## Task details:
Transcribe without changes the lines that begin with the one containing "Below is the" and end with the one containing "xmin=0 ymin=37 xmax=136 ymax=278", including both of those lines.

## Task data:
──────────────────────────────

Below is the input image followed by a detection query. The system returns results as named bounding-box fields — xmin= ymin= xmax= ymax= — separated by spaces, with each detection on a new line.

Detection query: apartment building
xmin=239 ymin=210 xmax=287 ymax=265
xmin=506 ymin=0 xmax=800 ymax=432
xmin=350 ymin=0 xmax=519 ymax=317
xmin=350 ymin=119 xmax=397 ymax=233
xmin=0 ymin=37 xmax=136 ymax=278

──────────────────────────────

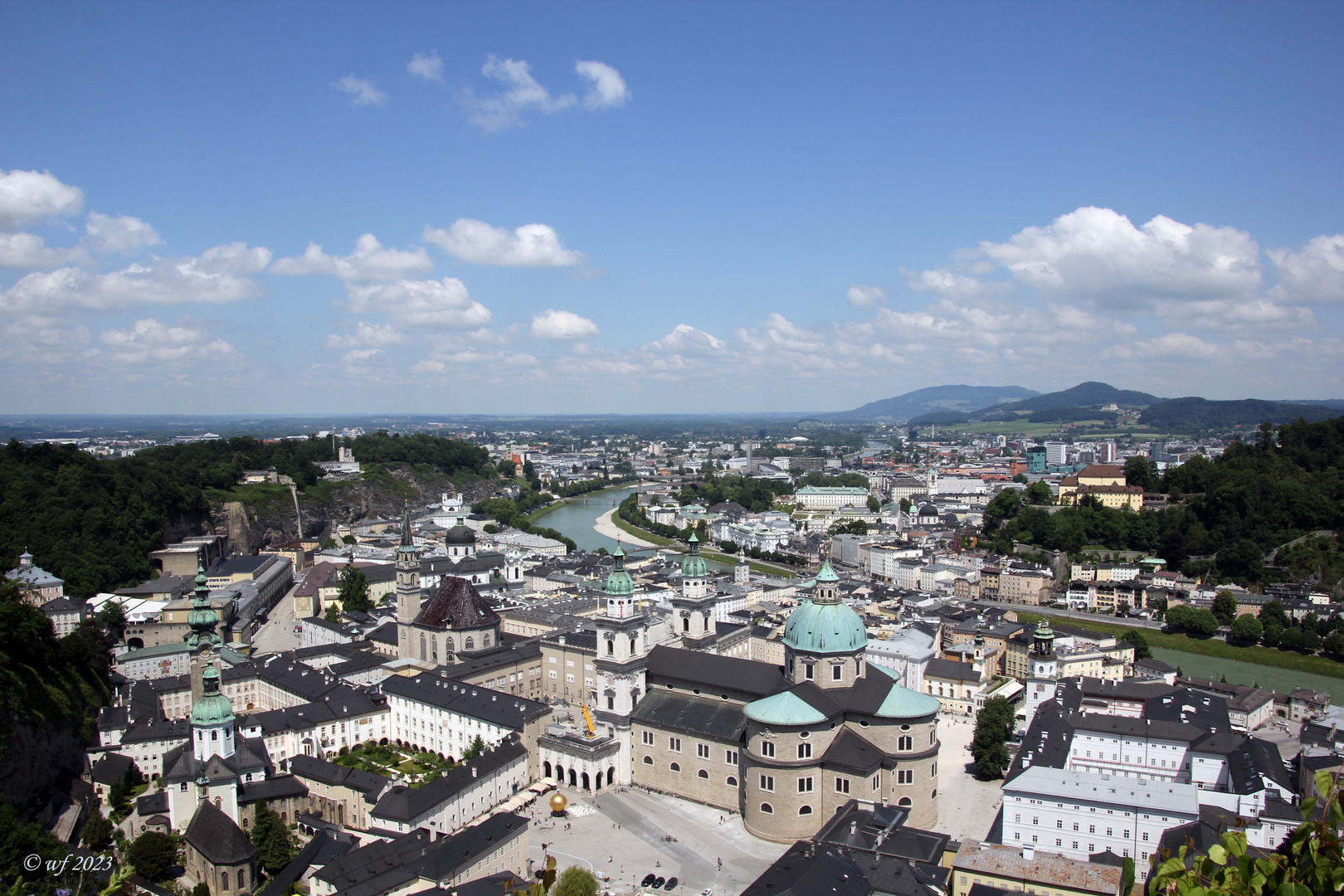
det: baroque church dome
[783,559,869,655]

──────────────────────────────

## Final result:
Below is the input image followed by a detection query. The system returns results as named bounding-box fields — xmin= ymin= xmax= ymax= — separated by spaces, with each detection on a new line.

Detection query: apartment building
xmin=239 ymin=210 xmax=287 ymax=265
xmin=506 ymin=0 xmax=800 ymax=432
xmin=350 ymin=0 xmax=519 ymax=317
xmin=350 ymin=119 xmax=397 ymax=233
xmin=0 ymin=37 xmax=136 ymax=278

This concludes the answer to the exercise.